*Task to carry out*. Beginning with the line containing "141L467 144L483 143L478" and ending with the last line, repeat the records exactly.

*Source data*.

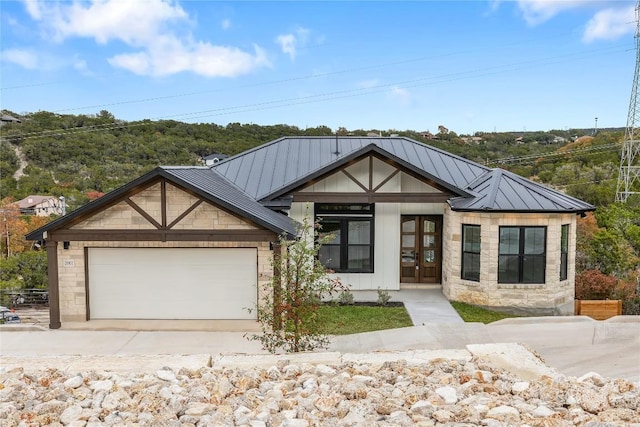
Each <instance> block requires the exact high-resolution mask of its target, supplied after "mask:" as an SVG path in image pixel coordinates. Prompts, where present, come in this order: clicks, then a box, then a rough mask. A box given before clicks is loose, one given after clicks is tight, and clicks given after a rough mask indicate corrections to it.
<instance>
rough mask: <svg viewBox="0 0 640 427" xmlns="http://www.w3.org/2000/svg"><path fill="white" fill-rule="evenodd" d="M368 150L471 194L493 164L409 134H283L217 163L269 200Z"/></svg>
mask: <svg viewBox="0 0 640 427" xmlns="http://www.w3.org/2000/svg"><path fill="white" fill-rule="evenodd" d="M336 145H337V149H338V150H337V151H338V152H337V153H336ZM367 150H370V151H377V152H380V153H383V154H385V155H387V156H388V157H391V158H394V160H398V161H399V162H401V163H403V164H405V165H406V166H407V167H410V168H411V169H413V170H415V171H416V172H418V173H420V174H422V175H424V176H425V177H426V178H430V179H433V180H434V181H436V182H438V183H440V184H442V185H443V186H444V187H447V188H449V189H451V190H452V191H453V192H457V193H459V194H467V191H466V190H465V187H466V186H467V185H468V183H469V182H471V181H473V180H475V179H476V178H478V177H479V176H480V175H482V174H484V173H485V172H487V171H488V170H490V169H489V168H487V167H485V166H482V165H479V164H477V163H475V162H472V161H470V160H467V159H464V158H462V157H459V156H456V155H454V154H451V153H448V152H446V151H443V150H439V149H437V148H435V147H431V146H429V145H425V144H422V143H420V142H418V141H414V140H412V139H409V138H404V137H388V138H384V137H339V138H338V139H337V140H336V138H335V137H288V138H281V139H277V140H275V141H272V142H269V143H267V144H264V145H261V146H259V147H256V148H254V149H251V150H248V151H245V152H244V153H240V154H238V155H236V156H234V157H231V158H228V159H226V160H223V161H221V162H220V163H218V164H216V165H214V166H212V169H214V170H216V171H217V172H219V173H220V174H221V175H224V176H225V177H226V178H227V179H228V180H229V181H231V182H233V183H234V184H236V185H237V186H238V187H240V188H241V189H242V190H243V191H244V192H245V193H247V194H248V195H250V196H251V197H253V198H255V199H256V200H268V199H270V198H273V197H274V196H277V195H279V194H280V193H281V192H283V191H285V190H286V189H288V188H291V187H292V186H295V185H299V184H302V183H304V182H305V181H307V180H309V179H311V178H313V177H315V176H318V175H320V174H322V173H323V172H325V171H329V170H331V169H333V168H334V167H336V166H337V165H338V164H340V163H342V162H346V161H348V160H350V159H352V158H354V157H357V156H358V155H361V154H366V152H367Z"/></svg>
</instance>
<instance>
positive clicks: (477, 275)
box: [460, 224, 482, 282]
mask: <svg viewBox="0 0 640 427" xmlns="http://www.w3.org/2000/svg"><path fill="white" fill-rule="evenodd" d="M471 230H474V231H476V232H477V236H478V242H477V243H478V250H477V252H476V251H474V250H469V249H468V248H467V247H466V245H465V243H466V239H465V237H466V236H467V231H471ZM461 246H462V258H461V266H460V277H461V278H462V279H463V280H471V281H474V282H479V281H480V266H481V262H480V252H481V248H482V235H481V226H480V225H478V224H462V245H461ZM468 258H471V260H472V265H467V264H468V263H467V262H465V260H467V259H468Z"/></svg>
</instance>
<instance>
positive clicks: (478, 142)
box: [460, 136, 483, 144]
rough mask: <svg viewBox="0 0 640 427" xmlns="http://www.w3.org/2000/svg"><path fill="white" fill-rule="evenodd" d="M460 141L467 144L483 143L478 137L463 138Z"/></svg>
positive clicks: (468, 137) (479, 143) (481, 140)
mask: <svg viewBox="0 0 640 427" xmlns="http://www.w3.org/2000/svg"><path fill="white" fill-rule="evenodd" d="M460 139H461V140H462V141H464V142H465V143H467V144H480V143H481V142H482V141H483V139H482V138H481V137H479V136H463V137H461V138H460Z"/></svg>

*Result*.
rough mask: <svg viewBox="0 0 640 427" xmlns="http://www.w3.org/2000/svg"><path fill="white" fill-rule="evenodd" d="M460 141L467 144L483 143L478 137L463 138Z"/></svg>
positive clicks: (468, 137) (479, 143) (481, 140)
mask: <svg viewBox="0 0 640 427" xmlns="http://www.w3.org/2000/svg"><path fill="white" fill-rule="evenodd" d="M460 139H461V140H462V141H464V142H465V143H467V144H480V143H481V142H482V141H483V139H482V138H481V137H479V136H463V137H461V138H460Z"/></svg>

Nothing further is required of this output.